[Work to complete] Repeat the lines below, swapping "simplified polygons" for "rough polygons" and keeping everything else the same. Leave the pictures out of your answer.

Contour labeling entries:
◇ ◇ ◇ ◇ ◇ ◇ ◇
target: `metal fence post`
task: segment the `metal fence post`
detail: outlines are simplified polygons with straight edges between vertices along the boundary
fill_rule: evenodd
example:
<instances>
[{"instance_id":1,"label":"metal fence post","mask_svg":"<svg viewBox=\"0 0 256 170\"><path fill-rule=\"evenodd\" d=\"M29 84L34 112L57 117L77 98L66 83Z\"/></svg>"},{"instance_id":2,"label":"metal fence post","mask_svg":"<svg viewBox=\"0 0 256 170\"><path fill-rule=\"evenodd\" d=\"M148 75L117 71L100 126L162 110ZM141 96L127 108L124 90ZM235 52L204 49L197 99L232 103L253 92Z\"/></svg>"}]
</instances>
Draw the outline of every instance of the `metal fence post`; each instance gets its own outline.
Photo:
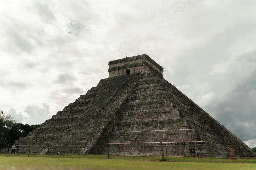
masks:
<instances>
[{"instance_id":1,"label":"metal fence post","mask_svg":"<svg viewBox=\"0 0 256 170\"><path fill-rule=\"evenodd\" d=\"M29 152L30 152L30 145L29 145L29 148L28 149L28 154L27 155L27 157L29 157Z\"/></svg>"},{"instance_id":2,"label":"metal fence post","mask_svg":"<svg viewBox=\"0 0 256 170\"><path fill-rule=\"evenodd\" d=\"M160 145L161 146L161 151L162 152L162 157L163 158L163 160L164 160L164 156L163 155L163 145L162 143L162 140L160 141Z\"/></svg>"}]
</instances>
◇ ◇ ◇ ◇ ◇ ◇ ◇
[Finished answer]
target: `metal fence post`
task: segment the `metal fence post`
detail: outlines are rough polygons with straight edges between vertices along the boundary
fill_rule: evenodd
example:
<instances>
[{"instance_id":1,"label":"metal fence post","mask_svg":"<svg viewBox=\"0 0 256 170\"><path fill-rule=\"evenodd\" d=\"M29 84L34 112L57 117L77 98L66 83Z\"/></svg>"},{"instance_id":2,"label":"metal fence post","mask_svg":"<svg viewBox=\"0 0 256 170\"><path fill-rule=\"evenodd\" d=\"M148 75L117 71L100 126L162 110ZM141 96L127 108L124 90ZM235 52L204 49L197 99L232 103L253 92Z\"/></svg>"}]
</instances>
Draw the outline of every instance of the `metal fence post`; each instance gets its own outline.
Photo:
masks:
<instances>
[{"instance_id":1,"label":"metal fence post","mask_svg":"<svg viewBox=\"0 0 256 170\"><path fill-rule=\"evenodd\" d=\"M29 152L30 152L30 145L29 145L29 148L28 149L28 154L27 155L27 157L29 157Z\"/></svg>"},{"instance_id":2,"label":"metal fence post","mask_svg":"<svg viewBox=\"0 0 256 170\"><path fill-rule=\"evenodd\" d=\"M160 145L161 146L161 151L162 152L162 157L163 158L163 160L164 160L164 156L163 155L163 145L162 143L162 140L160 141Z\"/></svg>"}]
</instances>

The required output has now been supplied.